• DIRECTION:
List every line in the rows below that contains the word "window", copying each line in full.

• ENTRIES SUPPLIED:
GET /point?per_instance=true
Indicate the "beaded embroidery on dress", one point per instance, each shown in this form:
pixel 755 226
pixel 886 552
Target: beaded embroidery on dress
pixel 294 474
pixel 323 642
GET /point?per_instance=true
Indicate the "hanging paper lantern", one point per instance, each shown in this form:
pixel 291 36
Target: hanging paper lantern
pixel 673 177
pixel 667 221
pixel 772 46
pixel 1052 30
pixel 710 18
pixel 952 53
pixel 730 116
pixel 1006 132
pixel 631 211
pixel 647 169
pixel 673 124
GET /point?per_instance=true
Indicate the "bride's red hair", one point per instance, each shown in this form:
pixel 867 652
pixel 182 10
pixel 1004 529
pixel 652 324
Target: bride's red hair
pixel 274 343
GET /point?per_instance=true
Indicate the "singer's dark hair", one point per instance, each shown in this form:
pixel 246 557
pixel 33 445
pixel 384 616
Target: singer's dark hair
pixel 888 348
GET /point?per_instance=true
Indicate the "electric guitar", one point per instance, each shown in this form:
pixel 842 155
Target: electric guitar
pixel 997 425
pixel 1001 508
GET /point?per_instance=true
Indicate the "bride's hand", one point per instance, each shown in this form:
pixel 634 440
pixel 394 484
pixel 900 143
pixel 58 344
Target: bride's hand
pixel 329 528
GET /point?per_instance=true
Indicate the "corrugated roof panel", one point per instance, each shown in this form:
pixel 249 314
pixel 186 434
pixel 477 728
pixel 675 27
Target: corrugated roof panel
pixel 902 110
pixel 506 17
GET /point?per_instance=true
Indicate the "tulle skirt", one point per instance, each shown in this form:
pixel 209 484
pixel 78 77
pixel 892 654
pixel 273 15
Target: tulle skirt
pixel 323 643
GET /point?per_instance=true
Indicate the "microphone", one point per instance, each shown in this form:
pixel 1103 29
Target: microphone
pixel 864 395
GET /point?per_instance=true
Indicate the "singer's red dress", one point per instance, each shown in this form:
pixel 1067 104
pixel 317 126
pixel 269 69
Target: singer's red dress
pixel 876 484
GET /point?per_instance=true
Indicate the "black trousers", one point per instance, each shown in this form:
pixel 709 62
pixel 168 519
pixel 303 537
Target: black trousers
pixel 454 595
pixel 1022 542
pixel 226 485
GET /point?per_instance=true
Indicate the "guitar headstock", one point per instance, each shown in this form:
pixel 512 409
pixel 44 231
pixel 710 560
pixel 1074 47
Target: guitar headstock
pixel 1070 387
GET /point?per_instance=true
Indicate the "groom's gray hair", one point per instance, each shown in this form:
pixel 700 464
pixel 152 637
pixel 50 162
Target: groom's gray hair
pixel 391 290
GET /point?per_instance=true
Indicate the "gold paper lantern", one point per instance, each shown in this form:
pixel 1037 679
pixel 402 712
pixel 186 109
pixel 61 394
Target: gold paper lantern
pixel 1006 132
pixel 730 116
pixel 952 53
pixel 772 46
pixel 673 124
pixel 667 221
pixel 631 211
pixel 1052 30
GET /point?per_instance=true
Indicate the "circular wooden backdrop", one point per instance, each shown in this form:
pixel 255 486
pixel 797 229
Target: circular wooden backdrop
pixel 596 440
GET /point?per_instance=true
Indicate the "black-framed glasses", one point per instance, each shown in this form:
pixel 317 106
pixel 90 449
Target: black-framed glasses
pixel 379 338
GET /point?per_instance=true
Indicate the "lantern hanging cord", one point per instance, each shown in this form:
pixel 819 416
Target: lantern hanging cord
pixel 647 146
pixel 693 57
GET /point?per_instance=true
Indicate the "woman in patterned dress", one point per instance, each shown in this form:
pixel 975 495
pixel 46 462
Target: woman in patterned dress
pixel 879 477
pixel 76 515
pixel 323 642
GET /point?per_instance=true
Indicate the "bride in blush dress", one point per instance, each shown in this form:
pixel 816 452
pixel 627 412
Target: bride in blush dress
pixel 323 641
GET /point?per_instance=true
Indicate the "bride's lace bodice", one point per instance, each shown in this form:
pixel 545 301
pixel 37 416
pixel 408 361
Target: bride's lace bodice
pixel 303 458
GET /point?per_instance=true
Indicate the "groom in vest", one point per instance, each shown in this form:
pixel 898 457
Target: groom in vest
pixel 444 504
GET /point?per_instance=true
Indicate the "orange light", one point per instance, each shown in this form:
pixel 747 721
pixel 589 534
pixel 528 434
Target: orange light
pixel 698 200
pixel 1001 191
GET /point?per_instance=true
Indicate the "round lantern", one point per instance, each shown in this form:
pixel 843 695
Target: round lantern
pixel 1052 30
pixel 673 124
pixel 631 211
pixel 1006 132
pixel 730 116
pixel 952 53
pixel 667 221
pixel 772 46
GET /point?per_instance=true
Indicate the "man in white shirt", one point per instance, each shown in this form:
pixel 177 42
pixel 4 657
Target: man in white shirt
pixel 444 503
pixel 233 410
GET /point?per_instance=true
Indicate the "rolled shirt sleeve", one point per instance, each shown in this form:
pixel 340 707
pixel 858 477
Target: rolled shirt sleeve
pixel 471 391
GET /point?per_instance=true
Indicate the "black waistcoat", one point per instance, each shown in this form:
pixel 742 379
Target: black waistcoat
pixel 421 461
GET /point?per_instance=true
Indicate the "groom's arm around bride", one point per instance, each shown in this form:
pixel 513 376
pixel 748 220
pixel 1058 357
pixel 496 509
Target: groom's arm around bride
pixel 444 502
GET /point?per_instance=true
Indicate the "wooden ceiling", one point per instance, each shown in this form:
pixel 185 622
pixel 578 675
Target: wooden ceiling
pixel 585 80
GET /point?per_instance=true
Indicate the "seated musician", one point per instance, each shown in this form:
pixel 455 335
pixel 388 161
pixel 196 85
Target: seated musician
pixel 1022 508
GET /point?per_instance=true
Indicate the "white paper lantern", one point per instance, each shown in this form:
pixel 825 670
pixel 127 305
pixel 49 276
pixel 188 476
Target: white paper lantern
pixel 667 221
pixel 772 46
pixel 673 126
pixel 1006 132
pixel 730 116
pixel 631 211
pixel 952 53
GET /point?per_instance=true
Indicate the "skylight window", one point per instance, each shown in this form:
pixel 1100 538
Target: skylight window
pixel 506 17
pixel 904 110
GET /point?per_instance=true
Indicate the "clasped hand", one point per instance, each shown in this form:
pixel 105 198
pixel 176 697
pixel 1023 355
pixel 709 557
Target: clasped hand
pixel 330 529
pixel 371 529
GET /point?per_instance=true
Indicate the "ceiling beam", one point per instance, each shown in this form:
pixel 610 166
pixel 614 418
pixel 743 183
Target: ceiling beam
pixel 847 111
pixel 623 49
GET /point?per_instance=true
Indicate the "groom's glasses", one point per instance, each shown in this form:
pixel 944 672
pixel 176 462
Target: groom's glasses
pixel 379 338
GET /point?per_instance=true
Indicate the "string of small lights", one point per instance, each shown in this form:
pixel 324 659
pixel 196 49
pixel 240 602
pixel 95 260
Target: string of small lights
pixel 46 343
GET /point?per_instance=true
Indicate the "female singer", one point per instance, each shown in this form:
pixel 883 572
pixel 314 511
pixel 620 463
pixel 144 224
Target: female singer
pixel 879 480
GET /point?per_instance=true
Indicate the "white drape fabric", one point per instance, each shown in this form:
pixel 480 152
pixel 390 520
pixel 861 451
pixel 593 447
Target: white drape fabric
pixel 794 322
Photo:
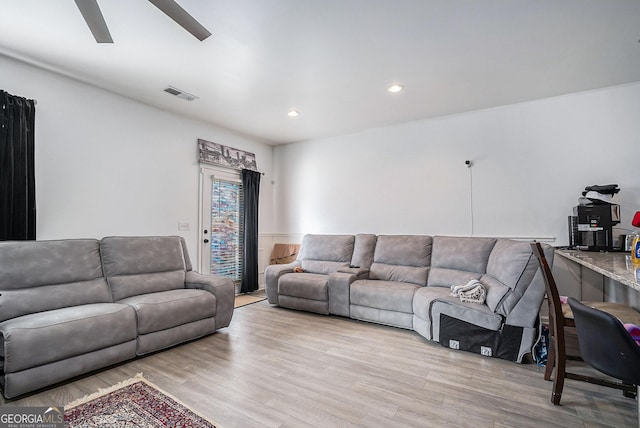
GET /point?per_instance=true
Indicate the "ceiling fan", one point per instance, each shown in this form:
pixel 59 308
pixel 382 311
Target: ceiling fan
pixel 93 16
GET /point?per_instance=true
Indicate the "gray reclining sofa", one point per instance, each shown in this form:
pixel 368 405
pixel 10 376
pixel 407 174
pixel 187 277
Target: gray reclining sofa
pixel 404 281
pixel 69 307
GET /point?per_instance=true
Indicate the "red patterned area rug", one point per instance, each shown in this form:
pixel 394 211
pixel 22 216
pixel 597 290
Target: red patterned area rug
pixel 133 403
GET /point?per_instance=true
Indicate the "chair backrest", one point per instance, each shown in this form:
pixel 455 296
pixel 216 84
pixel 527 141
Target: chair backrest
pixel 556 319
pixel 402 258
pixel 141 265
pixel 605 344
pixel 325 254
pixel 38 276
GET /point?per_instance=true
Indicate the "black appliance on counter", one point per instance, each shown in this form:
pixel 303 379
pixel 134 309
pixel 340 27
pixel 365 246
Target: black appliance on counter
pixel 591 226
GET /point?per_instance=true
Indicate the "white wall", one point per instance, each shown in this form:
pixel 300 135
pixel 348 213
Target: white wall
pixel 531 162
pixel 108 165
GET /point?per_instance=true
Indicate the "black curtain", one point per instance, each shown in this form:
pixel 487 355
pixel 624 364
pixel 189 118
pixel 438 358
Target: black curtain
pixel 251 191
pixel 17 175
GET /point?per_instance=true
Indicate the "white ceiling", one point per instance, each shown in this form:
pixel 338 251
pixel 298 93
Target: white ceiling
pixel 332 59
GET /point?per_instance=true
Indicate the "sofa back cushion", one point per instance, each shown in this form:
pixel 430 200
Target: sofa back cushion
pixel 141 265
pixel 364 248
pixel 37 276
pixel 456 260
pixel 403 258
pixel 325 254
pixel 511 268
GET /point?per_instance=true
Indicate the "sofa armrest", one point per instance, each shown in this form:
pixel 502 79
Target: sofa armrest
--
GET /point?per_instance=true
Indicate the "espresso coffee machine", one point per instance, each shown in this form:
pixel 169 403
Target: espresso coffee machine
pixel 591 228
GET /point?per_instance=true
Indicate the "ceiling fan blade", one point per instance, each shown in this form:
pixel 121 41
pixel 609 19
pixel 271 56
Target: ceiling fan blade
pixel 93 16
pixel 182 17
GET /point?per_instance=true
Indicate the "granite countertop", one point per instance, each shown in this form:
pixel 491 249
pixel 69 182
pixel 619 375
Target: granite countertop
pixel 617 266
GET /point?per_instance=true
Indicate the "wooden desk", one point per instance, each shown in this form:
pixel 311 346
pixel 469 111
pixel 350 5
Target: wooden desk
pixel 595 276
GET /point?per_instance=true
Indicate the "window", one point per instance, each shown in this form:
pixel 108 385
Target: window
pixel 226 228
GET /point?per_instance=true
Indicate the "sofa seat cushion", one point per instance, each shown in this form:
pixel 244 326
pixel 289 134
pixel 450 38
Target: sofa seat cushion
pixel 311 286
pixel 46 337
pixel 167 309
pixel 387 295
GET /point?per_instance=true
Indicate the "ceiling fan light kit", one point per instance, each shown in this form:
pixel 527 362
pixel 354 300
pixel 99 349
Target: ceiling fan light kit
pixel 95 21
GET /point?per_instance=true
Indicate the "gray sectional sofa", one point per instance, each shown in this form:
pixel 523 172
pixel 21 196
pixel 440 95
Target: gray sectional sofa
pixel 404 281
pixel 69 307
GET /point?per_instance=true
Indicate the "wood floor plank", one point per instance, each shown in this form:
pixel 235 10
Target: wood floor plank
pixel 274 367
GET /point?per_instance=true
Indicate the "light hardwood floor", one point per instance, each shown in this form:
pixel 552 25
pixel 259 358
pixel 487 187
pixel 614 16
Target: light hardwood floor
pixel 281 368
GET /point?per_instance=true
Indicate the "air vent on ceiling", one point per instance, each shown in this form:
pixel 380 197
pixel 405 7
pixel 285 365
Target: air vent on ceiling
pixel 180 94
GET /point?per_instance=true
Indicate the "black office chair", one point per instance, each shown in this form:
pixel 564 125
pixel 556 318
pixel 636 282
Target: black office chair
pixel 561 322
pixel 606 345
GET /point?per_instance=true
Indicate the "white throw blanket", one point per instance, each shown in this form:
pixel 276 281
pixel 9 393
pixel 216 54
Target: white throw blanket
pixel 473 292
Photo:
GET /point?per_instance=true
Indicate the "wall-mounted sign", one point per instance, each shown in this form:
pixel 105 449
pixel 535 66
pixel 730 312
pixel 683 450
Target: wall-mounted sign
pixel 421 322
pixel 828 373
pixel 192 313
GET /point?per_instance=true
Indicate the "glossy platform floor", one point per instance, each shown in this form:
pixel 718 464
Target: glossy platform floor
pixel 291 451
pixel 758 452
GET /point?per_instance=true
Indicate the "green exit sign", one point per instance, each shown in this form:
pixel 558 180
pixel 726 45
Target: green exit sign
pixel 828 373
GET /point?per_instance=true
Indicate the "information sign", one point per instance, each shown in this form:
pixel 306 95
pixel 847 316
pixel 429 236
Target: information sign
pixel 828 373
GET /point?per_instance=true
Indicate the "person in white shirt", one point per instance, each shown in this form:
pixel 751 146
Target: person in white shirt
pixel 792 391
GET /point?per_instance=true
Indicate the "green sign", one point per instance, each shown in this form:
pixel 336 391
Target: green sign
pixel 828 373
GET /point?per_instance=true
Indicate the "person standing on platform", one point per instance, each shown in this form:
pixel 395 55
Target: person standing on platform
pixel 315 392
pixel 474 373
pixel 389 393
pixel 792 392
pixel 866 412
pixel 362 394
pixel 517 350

• RESPONSE TO THE TASK:
Indicate the "skylight window", one point per instance, each shown in this form:
Target: skylight window
Indicate the "window", one point per instance, each shown in this form:
Target: window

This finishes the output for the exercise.